**OBJECTIVE:**
Reproduce all entries precisely, down to the last character.

____________________

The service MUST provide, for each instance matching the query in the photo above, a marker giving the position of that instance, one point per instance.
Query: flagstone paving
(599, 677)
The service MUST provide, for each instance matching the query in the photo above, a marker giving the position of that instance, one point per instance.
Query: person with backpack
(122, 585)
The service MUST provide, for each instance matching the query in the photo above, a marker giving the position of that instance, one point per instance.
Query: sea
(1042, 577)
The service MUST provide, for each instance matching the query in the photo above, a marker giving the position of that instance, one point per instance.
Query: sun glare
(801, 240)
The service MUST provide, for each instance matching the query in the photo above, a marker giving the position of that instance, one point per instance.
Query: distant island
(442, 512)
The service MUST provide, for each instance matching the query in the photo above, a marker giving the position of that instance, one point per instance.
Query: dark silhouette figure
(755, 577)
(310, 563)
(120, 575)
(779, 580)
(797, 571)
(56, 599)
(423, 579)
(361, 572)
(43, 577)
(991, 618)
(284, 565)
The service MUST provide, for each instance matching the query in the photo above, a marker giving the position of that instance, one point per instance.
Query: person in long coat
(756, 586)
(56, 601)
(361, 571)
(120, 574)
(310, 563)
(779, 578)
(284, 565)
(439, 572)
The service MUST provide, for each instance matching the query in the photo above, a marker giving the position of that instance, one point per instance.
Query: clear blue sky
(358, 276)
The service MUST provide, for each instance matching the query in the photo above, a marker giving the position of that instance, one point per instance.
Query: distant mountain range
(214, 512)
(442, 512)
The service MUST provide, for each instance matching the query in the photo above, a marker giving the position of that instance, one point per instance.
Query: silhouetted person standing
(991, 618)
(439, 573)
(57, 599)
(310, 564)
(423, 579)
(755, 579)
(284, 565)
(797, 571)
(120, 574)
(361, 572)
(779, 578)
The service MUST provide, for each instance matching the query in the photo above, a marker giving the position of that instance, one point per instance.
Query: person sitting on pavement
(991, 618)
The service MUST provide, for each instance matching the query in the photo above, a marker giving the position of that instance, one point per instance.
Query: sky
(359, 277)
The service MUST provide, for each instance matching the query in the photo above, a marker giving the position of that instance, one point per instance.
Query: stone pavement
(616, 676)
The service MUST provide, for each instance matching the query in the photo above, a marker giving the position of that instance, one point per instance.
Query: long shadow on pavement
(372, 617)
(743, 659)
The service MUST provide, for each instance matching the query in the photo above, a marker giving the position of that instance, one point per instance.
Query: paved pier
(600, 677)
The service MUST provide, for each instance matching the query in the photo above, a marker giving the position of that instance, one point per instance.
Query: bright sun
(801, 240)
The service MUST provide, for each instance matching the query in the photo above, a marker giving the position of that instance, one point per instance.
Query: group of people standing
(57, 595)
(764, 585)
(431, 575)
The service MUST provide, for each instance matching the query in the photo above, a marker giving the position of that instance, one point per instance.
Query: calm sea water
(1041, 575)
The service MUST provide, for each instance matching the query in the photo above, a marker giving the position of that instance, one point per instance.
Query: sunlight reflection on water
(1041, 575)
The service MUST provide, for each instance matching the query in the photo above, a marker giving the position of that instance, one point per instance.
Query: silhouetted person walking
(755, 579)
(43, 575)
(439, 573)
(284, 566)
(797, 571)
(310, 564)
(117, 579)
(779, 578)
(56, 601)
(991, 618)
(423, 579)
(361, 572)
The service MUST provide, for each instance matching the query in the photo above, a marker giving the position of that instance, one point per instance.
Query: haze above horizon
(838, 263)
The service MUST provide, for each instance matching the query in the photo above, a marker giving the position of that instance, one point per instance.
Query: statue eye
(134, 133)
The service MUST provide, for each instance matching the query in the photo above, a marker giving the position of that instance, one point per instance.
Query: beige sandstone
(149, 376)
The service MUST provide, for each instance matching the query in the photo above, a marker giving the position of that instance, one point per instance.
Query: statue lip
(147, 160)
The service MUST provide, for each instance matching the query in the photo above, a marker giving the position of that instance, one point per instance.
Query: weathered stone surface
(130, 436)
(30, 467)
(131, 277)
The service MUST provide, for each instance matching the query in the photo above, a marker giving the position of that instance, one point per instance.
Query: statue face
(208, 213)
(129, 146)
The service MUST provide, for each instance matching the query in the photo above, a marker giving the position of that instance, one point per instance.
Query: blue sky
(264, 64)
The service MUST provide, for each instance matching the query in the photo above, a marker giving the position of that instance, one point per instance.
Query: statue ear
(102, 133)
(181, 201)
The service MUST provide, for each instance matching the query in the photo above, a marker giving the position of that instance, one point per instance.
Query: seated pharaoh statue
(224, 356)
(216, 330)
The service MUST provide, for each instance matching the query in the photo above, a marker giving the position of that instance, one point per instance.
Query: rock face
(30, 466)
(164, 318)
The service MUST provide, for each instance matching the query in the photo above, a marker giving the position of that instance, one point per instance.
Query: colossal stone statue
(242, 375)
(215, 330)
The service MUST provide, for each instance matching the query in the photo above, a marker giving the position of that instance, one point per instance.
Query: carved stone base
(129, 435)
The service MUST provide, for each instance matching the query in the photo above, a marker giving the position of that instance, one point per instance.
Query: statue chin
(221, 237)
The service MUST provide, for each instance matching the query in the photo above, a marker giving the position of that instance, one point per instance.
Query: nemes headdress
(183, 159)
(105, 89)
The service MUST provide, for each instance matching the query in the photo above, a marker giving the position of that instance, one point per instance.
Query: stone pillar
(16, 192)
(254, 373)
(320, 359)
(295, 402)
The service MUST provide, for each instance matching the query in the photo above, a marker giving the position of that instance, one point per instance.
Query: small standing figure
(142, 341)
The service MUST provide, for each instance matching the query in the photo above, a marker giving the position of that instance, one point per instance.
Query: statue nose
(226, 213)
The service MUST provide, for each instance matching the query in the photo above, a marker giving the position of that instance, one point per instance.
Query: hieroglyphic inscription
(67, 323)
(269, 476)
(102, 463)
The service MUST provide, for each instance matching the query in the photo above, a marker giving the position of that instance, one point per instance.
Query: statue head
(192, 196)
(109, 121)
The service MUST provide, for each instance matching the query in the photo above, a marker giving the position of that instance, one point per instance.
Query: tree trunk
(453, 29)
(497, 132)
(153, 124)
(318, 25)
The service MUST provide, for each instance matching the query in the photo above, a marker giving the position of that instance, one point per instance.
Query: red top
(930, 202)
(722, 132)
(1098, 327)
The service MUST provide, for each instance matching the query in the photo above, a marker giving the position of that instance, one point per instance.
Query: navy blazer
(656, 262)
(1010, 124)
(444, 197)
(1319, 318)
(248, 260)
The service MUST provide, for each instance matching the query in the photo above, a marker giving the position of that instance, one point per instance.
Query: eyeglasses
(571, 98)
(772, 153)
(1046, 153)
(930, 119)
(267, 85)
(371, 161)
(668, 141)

____________________

**EXERCISE SOLUTION:**
The service MUST provide, for each instance matching the query in the photo above, a marker giving the position of that instance, one point per instance.
Query: flagstone paving
(599, 677)
The service MUST provide, for each instance matching the query in the photo above, a marker giving the position of that instance, one point per instance.
Query: person with backpack
(122, 585)
The service MUST provide, for each instance matching the query in the photo above, a marker giving the position of that instance, one point per instance.
Query: sea
(1042, 577)
The service MUST provide, for each instance matching the query in the photo above, a marker giving the position of that instance, one point per instance.
Query: sun glare
(801, 240)
The service MUST provide, for each instance matching the query in the photo above, a marker giving the position of that instance, one point per instance.
Query: distant island
(442, 512)
The service MUST provide, for each instance matching the query in the photo above, a marker giving the position of that instance, one point per instance.
Query: dark silhouette figure
(755, 577)
(310, 563)
(120, 575)
(779, 580)
(797, 571)
(56, 599)
(423, 579)
(361, 572)
(43, 577)
(991, 618)
(284, 565)
The service MUST provide, for each instance matching the query in the photo above, a marker giving the position of that instance, one point per instance.
Query: person in long coat
(756, 586)
(56, 601)
(361, 571)
(120, 574)
(310, 563)
(779, 578)
(284, 565)
(439, 572)
The service MUST provide, for each instance matching the query in the photo above, a marker giving the position of that instance, one point per instance.
Query: clear blue sky
(358, 276)
The service MUST provide, for each instance matching the query in the photo above, a marker giving the position of that instance, one point per instance.
Query: distant mountain range
(214, 512)
(442, 512)
The service MUST provide, for each instance matching the query in the photo above, a marker giving the position of that instance, one point per instance.
Query: silhouetted person standing
(991, 618)
(439, 573)
(57, 599)
(310, 564)
(423, 579)
(755, 579)
(284, 565)
(797, 571)
(120, 574)
(361, 572)
(779, 578)
The service MUST provide, for each instance matching the query in the photo above, a marker giving the position of that instance, one point per instance.
Query: person sitting on pavement
(991, 618)
The service MUST provide, for each instance matching the query in the photo above, a marker giving the position of that instance, one point per instance.
Query: sky
(359, 277)
The service MUST provide, for each instance matching the query in the photo above, a marker giving the position of that instance, one point per instance.
Query: stone pavement
(616, 676)
The service MUST provide, for each instance matching the query in the photo above, a marker giving the position of that instance, one point per instance.
Query: long shadow on pavement
(372, 617)
(743, 659)
The service MUST provide, for each instance matching the query in the photo above, a marker giving the position of that instance, one point per instance.
Query: paved pier
(600, 677)
The service MUST provide, for each instance matching the query in the photo above, a marker giving the position of that instance, one point per instance.
Query: bright sun
(801, 240)
The service MUST provide, for each instance matching the query in the photo above, a marker giving the position of that instance, one point per instance.
Query: group of people standing
(57, 595)
(764, 585)
(431, 575)
The service MUST provide, for each instance matching the query in the photo above, a marker giving the position of that instance, one point per instance.
Query: calm sea water
(1041, 575)
The service MUST provide, for each instance matching the query in the photo above, a marker giving the position of that instance, one point per instance.
Query: sunlight reflection on water
(1041, 575)
The service MUST provide, for each instance matching the query in the photo above, a marker giving the position of that instance, one point per instance.
Query: silhouetted person walking
(755, 579)
(43, 575)
(439, 573)
(284, 566)
(797, 571)
(310, 564)
(117, 579)
(779, 578)
(56, 601)
(991, 618)
(423, 579)
(361, 572)
The service MUST provide, for each instance matching the query in the photo above, a marker giving the position of that instance, one point per instance.
Query: haze above horizon
(838, 263)
The service MUST provide, for each instance matching the query in the photo above, a marker giving the position of that instance, one point per instance.
Query: statue eye
(134, 133)
The service MUST provide, for each instance matching the query in the photo above, a marker giving the position of that instance, one point per instance.
Query: beige sandstone
(149, 376)
The service MUST provide, for each instance matching the query in the photo above, a marker giving the position of that instance, one point per instance.
Query: statue lip
(147, 160)
The service MUST provide, for each instance matching the query in the photo above, a marker giving the position of that instance, one point per instance.
Query: weathered stone surface
(130, 436)
(30, 467)
(131, 277)
The service MUST provide, for each instance matching the query in the photo above, a marker giving the position of that instance, one point per instance.
Query: statue face
(208, 213)
(129, 146)
The service MUST provide, for each instance matching the query in the photo above, a marker giving the position of that instance, one point per instance.
Query: blue sky
(264, 64)
The service MUST provide, for each instance matching the query in the photo above, a marker giving the position of that instance, one point per instance.
Query: statue ear
(102, 133)
(181, 201)
The service MUST provide, for each instance matching the query in the photo above, a marker giving the position of that instance, one point per instance.
Query: seated pharaoh statue
(224, 356)
(216, 330)
The service MUST provide, for each instance matching the query in the photo above, a marker giving the position of that instance, one point per instance.
Query: rock face
(30, 466)
(164, 318)
The service MUST provide, for each instance matching the query in the photo above, a marker giving the position of that instance, one point per instance.
Query: colossal stone statue
(242, 375)
(215, 330)
The service MUST provide, for each instance matching the query in the photo above, a marker giving the position of that instance, one point per instance.
Query: carved stone base
(129, 435)
The service MUST provide, for each instance matching the query in the photo above, a marker giving the position of that instance, one point per instance.
Query: statue chin
(221, 237)
The service MUST provide, for each instance matching the query in the photo above, a marker giving the position of that instance, one point per instance.
Query: nemes headdress
(183, 159)
(105, 89)
The service MUST provide, for each instance matching the query in the photo above, a marker giving the position of that instance, one point per instance.
Query: stone pillar
(16, 192)
(254, 373)
(320, 359)
(295, 402)
The service MUST provide, for each instance matching the query in the photo above, a marker giving the position of that instance, one point per instance.
Query: small standing figure
(142, 341)
The service MUST provide, for each instance matching the query in the photo above, a marker giving the position of that instance, one point per instance.
Query: statue nose
(226, 213)
The service MUST provide, for each instance matching the query in the photo above, a marker giving the position of that instance, one point per instance.
Query: hieroglyphic inscription
(67, 323)
(269, 476)
(102, 463)
The service MUST provide, for each instance matching the query in the photo above, a marker giving the position of that instance, one point per instance.
Query: statue head
(192, 196)
(109, 121)
The service MUST provide, for each instance matching the query in the photo above, a marker giving the position of that instance, one point per instance.
Query: tree trunk
(453, 29)
(497, 132)
(153, 124)
(318, 25)
The service MUST provide, for each instance matching the query in the photo above, a marker giving the position of that instance, one point per instance.
Query: red top
(930, 202)
(722, 132)
(1098, 327)
The service MUST provide, for each instance matching the query in the photo above, a marker giving the position of that instance, one point per instance.
Query: navy blazer
(656, 262)
(1010, 124)
(444, 197)
(1319, 318)
(248, 260)
The service MUST provide, for each instance matching the query in the photo above, a marker giving the position of that instance, one point per instance.
Query: eyeglasses
(571, 98)
(772, 153)
(1046, 153)
(930, 119)
(267, 85)
(371, 161)
(668, 141)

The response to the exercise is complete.